## Dataset entries
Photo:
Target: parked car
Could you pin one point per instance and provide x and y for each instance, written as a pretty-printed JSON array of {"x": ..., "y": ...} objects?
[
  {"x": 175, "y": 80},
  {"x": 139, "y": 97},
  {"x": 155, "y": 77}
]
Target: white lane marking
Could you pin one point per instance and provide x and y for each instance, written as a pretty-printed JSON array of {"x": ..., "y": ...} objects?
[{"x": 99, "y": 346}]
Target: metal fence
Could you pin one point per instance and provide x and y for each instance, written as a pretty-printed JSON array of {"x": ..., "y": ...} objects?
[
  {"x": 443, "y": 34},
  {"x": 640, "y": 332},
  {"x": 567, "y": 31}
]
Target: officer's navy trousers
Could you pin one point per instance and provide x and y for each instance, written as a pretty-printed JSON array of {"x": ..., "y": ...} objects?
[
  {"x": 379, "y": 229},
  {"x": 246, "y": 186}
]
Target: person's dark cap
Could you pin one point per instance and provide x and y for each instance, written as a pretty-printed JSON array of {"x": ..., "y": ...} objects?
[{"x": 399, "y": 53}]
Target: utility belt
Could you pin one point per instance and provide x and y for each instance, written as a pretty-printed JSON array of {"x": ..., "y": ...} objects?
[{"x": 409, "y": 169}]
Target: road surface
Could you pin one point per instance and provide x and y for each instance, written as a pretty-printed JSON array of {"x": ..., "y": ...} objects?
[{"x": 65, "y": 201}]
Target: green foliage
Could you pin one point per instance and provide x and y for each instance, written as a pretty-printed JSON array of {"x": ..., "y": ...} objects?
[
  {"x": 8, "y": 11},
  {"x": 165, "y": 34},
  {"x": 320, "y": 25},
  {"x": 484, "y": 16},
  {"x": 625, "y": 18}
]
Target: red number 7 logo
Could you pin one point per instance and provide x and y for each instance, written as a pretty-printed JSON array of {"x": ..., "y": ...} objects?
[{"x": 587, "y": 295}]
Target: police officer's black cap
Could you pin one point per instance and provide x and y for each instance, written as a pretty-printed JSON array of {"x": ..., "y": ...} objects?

## Your instructions
Output the complete data exactly as written.

## The completed task
Photo:
Target: parked car
Could you pin one point per instance and provide x and y for each instance, written as a pretty-printed JSON array of {"x": ..., "y": ...} objects?
[
  {"x": 175, "y": 80},
  {"x": 139, "y": 97},
  {"x": 155, "y": 77}
]
Target: white lane marking
Could you pin one point per instance and provide x and y for each instance, written as a pretty-printed JSON array of {"x": ..., "y": ...} objects?
[{"x": 99, "y": 346}]
Target: metal fence
Could you pin one point per instance and provide x and y for each instance, written as a pretty-printed JSON array of {"x": ..., "y": ...} objects?
[
  {"x": 443, "y": 34},
  {"x": 640, "y": 332},
  {"x": 567, "y": 31}
]
Target: officer's navy trousers
Could you pin one point per instance and provide x and y for each instance, written as a pretty-printed JSON array of {"x": ..., "y": ...} objects?
[
  {"x": 379, "y": 229},
  {"x": 246, "y": 186}
]
Target: person's dark cap
Could you pin one point per instance and provide x and y for each instance, written as a pretty-printed JSON array of {"x": ..., "y": ...} objects?
[{"x": 399, "y": 53}]
Target: utility belt
Could you pin one point per instance and provide x and y for each instance, written as a pretty-printed JSON array of {"x": ..., "y": ...} objects?
[{"x": 409, "y": 169}]
Target: road surface
Could you pin one point per instance and provide x and y for each instance, written as a pretty-printed JSON array of {"x": ..., "y": ...} objects?
[{"x": 65, "y": 201}]
Target: green foliage
Could you pin one point per instance and provide x and y for each instance, written as a pretty-printed JSON array of {"x": ..., "y": ...} objects?
[
  {"x": 8, "y": 11},
  {"x": 165, "y": 34},
  {"x": 320, "y": 25},
  {"x": 484, "y": 16},
  {"x": 625, "y": 18}
]
Target: red number 7 logo
Could you pin one point per instance and provide x and y for each instance, written as a pretty-printed JSON array of {"x": ..., "y": ...} objects?
[{"x": 587, "y": 295}]
Target: police officer's black cap
Could you pin one point per instance and provide x and y for each instance, written as a pretty-printed JSON array of {"x": ..., "y": ...} objects?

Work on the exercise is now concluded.